### WHAT YOU HAVE TO DO
Within the records that follow, find every line containing the string "below". Copy those lines.

### AVAILABLE DATA
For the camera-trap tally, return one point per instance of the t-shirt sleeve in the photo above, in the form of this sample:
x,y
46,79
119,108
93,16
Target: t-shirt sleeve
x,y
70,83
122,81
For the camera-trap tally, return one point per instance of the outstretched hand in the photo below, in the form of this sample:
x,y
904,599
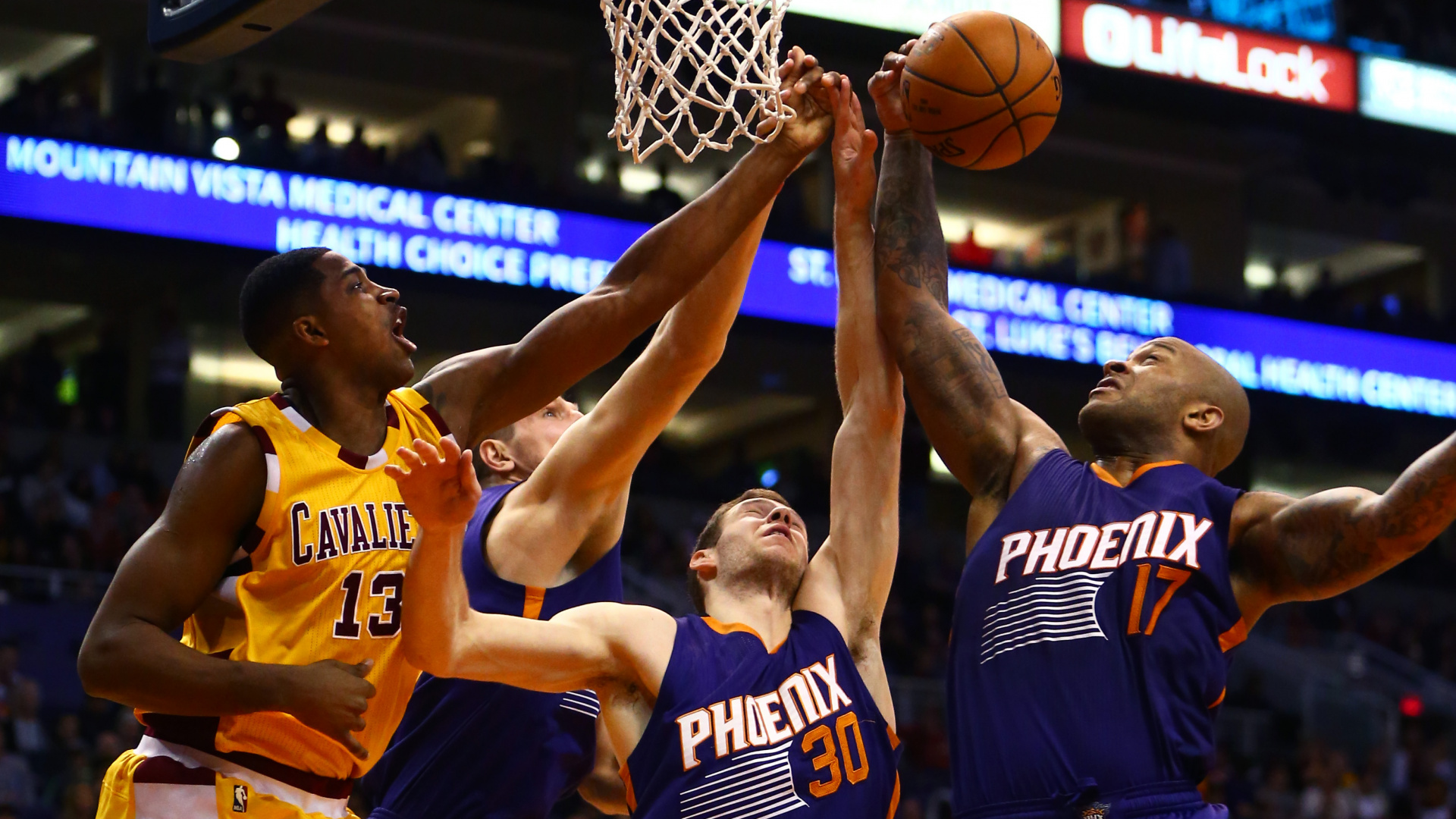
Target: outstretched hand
x,y
854,149
884,88
804,88
438,485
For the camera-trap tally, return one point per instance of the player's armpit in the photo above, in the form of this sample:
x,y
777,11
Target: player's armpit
x,y
1329,542
168,575
1318,547
571,509
172,570
603,787
593,646
484,391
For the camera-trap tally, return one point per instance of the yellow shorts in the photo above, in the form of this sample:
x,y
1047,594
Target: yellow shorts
x,y
162,780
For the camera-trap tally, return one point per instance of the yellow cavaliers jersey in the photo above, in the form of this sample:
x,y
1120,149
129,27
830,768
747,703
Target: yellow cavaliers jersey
x,y
321,577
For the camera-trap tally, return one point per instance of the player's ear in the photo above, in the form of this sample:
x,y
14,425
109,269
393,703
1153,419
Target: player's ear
x,y
309,331
1203,419
705,563
495,457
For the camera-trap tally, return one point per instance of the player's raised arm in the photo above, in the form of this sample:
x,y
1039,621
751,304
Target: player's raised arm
x,y
849,579
584,648
576,502
1291,550
128,653
956,387
484,391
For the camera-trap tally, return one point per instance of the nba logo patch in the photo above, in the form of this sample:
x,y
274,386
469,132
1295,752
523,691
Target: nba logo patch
x,y
239,799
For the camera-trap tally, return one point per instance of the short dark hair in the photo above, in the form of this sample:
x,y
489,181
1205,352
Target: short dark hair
x,y
708,538
274,295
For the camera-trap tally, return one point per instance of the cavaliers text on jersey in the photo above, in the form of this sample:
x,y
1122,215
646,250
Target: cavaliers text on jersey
x,y
1088,656
322,579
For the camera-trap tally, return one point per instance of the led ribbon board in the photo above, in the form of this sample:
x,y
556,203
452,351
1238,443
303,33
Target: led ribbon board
x,y
526,246
1410,93
1201,52
913,17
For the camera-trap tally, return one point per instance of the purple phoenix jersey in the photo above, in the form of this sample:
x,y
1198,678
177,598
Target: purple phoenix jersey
x,y
1088,657
740,732
484,749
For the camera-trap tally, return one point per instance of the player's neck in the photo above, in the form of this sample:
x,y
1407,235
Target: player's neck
x,y
1126,466
767,615
348,413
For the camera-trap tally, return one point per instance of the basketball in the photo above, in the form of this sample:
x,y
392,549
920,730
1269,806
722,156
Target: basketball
x,y
982,89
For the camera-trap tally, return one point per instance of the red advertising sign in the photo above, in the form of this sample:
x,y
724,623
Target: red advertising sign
x,y
1209,53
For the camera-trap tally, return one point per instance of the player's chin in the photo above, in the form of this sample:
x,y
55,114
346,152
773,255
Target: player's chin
x,y
402,369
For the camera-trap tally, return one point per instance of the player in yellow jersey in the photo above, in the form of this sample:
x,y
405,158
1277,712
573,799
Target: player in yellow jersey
x,y
267,719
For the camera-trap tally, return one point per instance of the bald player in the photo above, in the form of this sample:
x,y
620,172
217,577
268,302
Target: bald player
x,y
1098,601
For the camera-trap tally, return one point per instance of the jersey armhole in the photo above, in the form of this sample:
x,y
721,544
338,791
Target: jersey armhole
x,y
411,397
485,537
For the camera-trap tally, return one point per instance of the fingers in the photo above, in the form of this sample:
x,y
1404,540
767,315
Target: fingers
x,y
871,143
410,458
353,744
428,455
810,79
449,449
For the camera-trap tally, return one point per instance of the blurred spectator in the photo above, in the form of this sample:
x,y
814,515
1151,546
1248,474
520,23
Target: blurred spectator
x,y
42,372
25,719
1276,798
152,112
270,123
1168,262
166,381
1370,802
1433,803
104,382
17,780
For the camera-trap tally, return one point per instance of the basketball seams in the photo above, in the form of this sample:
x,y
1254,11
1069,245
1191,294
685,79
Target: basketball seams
x,y
1041,82
996,82
938,83
992,115
990,145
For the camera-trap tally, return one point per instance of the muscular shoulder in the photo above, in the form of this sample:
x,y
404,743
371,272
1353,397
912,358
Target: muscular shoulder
x,y
224,477
638,637
620,621
1251,512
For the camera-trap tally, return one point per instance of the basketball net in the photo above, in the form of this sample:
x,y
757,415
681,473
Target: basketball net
x,y
721,55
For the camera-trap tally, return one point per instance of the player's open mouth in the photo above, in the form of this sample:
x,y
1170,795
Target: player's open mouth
x,y
398,331
781,529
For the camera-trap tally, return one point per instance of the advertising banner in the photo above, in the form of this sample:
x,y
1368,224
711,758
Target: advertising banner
x,y
1410,93
529,246
1207,53
913,17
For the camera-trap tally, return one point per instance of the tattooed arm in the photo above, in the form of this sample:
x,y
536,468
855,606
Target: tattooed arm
x,y
986,441
1329,542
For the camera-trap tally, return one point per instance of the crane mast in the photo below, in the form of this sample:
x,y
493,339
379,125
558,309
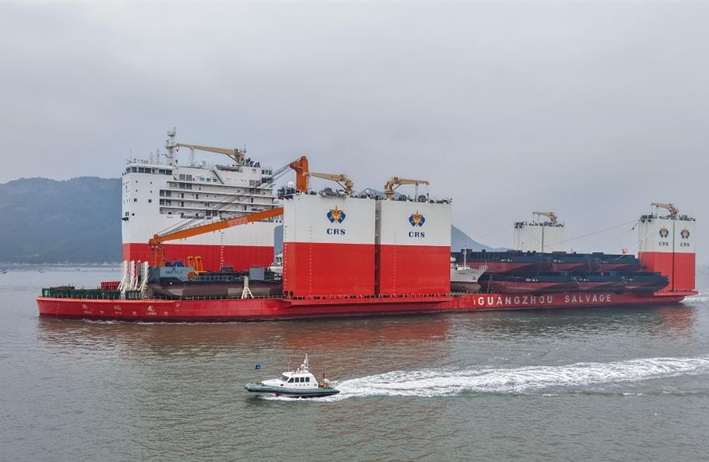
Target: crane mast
x,y
550,215
302,176
674,211
395,182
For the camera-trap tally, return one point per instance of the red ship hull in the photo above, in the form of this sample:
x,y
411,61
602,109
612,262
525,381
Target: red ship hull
x,y
264,309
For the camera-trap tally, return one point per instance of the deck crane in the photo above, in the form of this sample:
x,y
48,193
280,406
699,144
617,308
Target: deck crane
x,y
156,243
395,182
674,211
302,174
550,215
341,179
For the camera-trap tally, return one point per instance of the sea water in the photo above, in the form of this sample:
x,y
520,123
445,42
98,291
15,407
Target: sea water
x,y
602,384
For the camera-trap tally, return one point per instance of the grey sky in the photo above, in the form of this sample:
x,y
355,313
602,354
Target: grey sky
x,y
590,110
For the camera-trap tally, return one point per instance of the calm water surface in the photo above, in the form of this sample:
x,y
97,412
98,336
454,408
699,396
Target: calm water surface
x,y
592,385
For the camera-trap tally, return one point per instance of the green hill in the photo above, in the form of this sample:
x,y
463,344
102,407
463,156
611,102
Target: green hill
x,y
49,221
78,221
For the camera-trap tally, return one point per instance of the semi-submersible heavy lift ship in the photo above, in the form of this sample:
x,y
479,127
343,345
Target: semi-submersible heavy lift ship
x,y
344,254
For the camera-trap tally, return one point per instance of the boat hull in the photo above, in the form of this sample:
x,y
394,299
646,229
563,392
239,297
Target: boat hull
x,y
299,393
265,309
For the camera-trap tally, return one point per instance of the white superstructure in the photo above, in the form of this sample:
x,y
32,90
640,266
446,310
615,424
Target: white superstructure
x,y
159,195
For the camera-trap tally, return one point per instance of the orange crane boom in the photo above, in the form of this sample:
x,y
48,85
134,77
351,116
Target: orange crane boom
x,y
159,251
302,174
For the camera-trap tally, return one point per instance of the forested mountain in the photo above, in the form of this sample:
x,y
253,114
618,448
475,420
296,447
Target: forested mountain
x,y
49,221
77,221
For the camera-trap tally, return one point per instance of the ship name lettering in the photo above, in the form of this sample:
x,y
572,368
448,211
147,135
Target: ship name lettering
x,y
588,298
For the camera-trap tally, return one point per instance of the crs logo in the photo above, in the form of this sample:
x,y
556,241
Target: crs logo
x,y
336,215
416,219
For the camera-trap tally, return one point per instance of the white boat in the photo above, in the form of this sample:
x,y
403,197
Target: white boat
x,y
465,278
299,383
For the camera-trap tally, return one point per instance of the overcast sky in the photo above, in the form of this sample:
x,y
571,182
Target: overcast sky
x,y
590,110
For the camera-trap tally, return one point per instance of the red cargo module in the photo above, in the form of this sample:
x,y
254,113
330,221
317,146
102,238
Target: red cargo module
x,y
413,247
667,246
328,246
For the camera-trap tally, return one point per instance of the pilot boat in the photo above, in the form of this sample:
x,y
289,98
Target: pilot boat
x,y
298,383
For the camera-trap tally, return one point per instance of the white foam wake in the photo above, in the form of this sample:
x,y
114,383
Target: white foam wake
x,y
447,382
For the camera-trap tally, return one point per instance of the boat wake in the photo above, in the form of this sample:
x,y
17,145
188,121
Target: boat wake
x,y
545,379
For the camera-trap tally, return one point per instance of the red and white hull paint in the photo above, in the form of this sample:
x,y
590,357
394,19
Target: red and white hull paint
x,y
413,248
328,246
268,309
667,245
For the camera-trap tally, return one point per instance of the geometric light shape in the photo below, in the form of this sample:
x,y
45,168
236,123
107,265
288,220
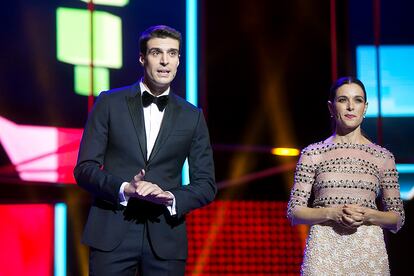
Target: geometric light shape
x,y
83,80
285,151
26,238
397,79
118,3
41,153
236,237
191,52
191,44
60,239
405,168
74,38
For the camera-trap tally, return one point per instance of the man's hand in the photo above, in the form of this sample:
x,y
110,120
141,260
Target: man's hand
x,y
148,191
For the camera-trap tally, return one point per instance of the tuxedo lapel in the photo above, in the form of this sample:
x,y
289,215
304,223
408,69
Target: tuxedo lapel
x,y
168,123
137,116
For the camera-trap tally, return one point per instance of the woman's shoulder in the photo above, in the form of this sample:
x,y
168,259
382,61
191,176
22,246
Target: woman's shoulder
x,y
314,148
380,151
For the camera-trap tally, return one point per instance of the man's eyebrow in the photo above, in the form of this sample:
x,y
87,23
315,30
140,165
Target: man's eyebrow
x,y
160,50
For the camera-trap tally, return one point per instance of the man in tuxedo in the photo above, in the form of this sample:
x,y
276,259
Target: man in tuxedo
x,y
131,156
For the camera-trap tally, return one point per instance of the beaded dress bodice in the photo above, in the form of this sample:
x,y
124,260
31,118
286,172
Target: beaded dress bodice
x,y
344,173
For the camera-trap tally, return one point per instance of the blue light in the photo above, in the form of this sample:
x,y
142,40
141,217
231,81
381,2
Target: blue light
x,y
191,54
405,168
60,239
191,65
397,79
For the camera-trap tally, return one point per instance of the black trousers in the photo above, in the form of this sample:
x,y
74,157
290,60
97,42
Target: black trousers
x,y
134,256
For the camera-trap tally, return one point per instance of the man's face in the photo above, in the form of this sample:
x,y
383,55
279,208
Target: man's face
x,y
160,62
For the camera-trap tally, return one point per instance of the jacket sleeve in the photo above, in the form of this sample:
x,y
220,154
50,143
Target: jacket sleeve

### THE ANSWER
For the camera-trap tally, return one point per instance of the outstretched hand in the photo below, in the form of this sample:
For the camera-trap tally, return one point per instance of the crane mast in the photo below, in the form of this sample:
For the camera-trap tally, return one point per instance of the geometric light shape in the photo below, in the form of this sample:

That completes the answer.